- _Problem to solve_: Give back exactly the lines that start at the one containing "Where is the dining" and run to the end of the material below, both ends included.

··· Dataset content ···

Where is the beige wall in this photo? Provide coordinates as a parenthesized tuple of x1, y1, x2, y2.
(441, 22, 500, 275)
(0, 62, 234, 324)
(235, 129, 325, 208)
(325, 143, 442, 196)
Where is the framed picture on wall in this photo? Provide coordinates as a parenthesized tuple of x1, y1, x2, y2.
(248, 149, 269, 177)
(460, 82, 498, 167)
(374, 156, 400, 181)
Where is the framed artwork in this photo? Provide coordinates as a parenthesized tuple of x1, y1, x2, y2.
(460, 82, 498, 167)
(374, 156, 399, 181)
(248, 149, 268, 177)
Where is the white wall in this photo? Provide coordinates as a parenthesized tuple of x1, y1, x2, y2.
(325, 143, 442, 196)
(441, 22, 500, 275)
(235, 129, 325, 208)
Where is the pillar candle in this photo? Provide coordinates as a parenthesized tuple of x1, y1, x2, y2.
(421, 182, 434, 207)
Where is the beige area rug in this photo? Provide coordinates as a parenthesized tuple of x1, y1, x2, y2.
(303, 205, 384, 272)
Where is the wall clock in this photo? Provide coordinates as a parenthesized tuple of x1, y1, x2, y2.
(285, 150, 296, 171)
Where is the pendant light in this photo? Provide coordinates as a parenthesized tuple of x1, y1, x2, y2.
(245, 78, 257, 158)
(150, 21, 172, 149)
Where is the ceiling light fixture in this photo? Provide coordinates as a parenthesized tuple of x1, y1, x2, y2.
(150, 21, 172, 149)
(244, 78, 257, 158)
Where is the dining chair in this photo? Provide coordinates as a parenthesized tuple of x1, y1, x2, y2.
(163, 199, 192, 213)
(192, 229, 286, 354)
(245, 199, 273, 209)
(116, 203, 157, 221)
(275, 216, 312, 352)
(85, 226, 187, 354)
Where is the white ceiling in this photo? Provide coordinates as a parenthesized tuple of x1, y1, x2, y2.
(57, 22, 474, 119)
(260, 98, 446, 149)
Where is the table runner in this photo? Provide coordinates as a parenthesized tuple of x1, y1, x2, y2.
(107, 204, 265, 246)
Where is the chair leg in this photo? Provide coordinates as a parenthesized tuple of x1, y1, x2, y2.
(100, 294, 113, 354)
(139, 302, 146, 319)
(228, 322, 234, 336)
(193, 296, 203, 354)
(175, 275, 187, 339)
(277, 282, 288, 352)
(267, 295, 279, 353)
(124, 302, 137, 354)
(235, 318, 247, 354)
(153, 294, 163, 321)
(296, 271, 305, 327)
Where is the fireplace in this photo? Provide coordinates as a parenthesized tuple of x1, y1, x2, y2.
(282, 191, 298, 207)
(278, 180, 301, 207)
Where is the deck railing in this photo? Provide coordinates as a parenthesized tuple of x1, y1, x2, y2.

···

- _Solution_:
Where is the dining chair in this photo? Provide coordinates as a parenthesized tuple of x1, y1, x2, y2.
(163, 199, 192, 213)
(192, 229, 286, 354)
(245, 199, 273, 209)
(116, 203, 157, 221)
(275, 216, 312, 352)
(85, 226, 187, 354)
Where is the white ceiling in this photo? Provide coordinates as a parenthesized tuple of x1, y1, x2, y2.
(57, 22, 474, 119)
(260, 98, 446, 149)
Where is the table runner in this photo? Provide coordinates as a parenthesized tuple of x1, y1, x2, y2.
(107, 204, 265, 246)
Where is the chair leg in this photo? Provide coordinates as a parenthesized tuple of x1, y1, x2, y2.
(100, 294, 113, 354)
(139, 302, 146, 319)
(228, 322, 234, 336)
(193, 296, 203, 354)
(175, 275, 187, 339)
(277, 282, 288, 352)
(267, 295, 279, 353)
(124, 302, 137, 354)
(235, 318, 247, 354)
(153, 294, 163, 321)
(296, 271, 305, 327)
Where is the fireplace in this photo? Provide coordinates as a parenthesized tuple of x1, y1, x2, y2.
(282, 191, 298, 207)
(278, 180, 301, 207)
Where is the deck railing in this photo? Provide coordinates as a parenthesized tuple of x1, y1, x2, y2.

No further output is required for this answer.